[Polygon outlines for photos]
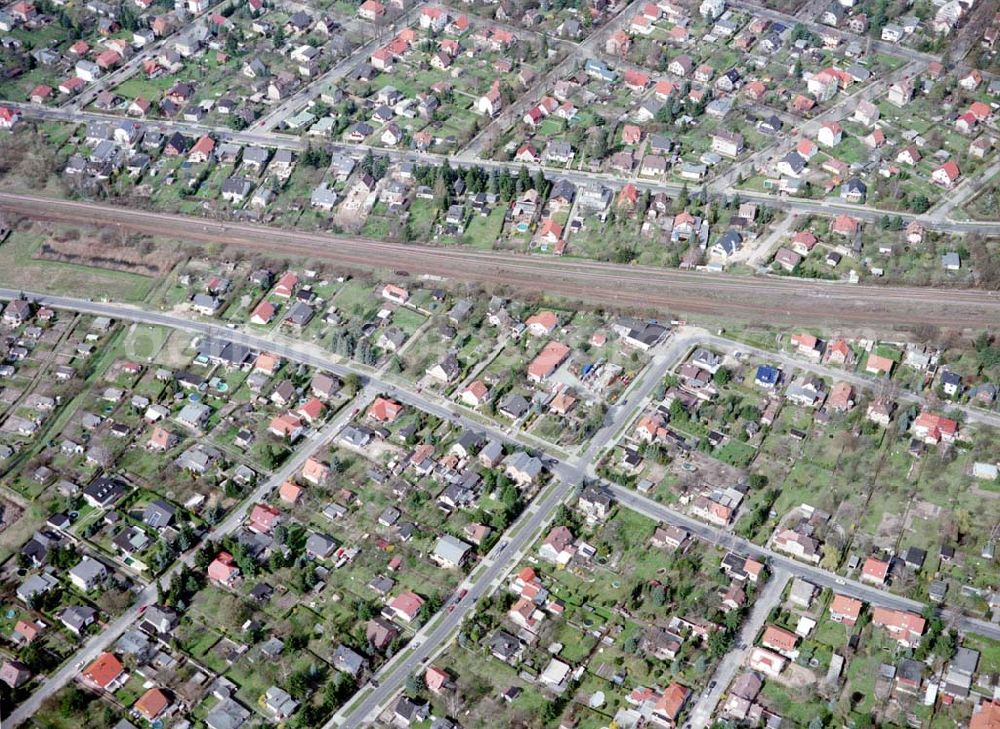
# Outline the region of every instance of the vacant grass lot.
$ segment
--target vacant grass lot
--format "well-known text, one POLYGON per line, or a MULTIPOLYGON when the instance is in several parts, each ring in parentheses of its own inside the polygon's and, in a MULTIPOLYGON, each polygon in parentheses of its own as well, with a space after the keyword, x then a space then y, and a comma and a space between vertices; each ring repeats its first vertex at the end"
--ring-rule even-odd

= Exercise brief =
Write out every line of the entries above word for word, leaving the pictures out.

= Problem solution =
# Outline the region of every instance of the vacant grass lot.
$ segment
--target vacant grass lot
--format "well-known text, one POLYGON per line, or a MULTIPOLYGON when the instance is in several parts, each ring in parentheses of its own inside the polygon's and, in a MULTIPOLYGON, each polygon in parentheses of its own as well, with a space after the keyword, x then a space then y, and a comma and a space between vertices; each ring repeats its first vertex at the end"
--ring-rule even-odd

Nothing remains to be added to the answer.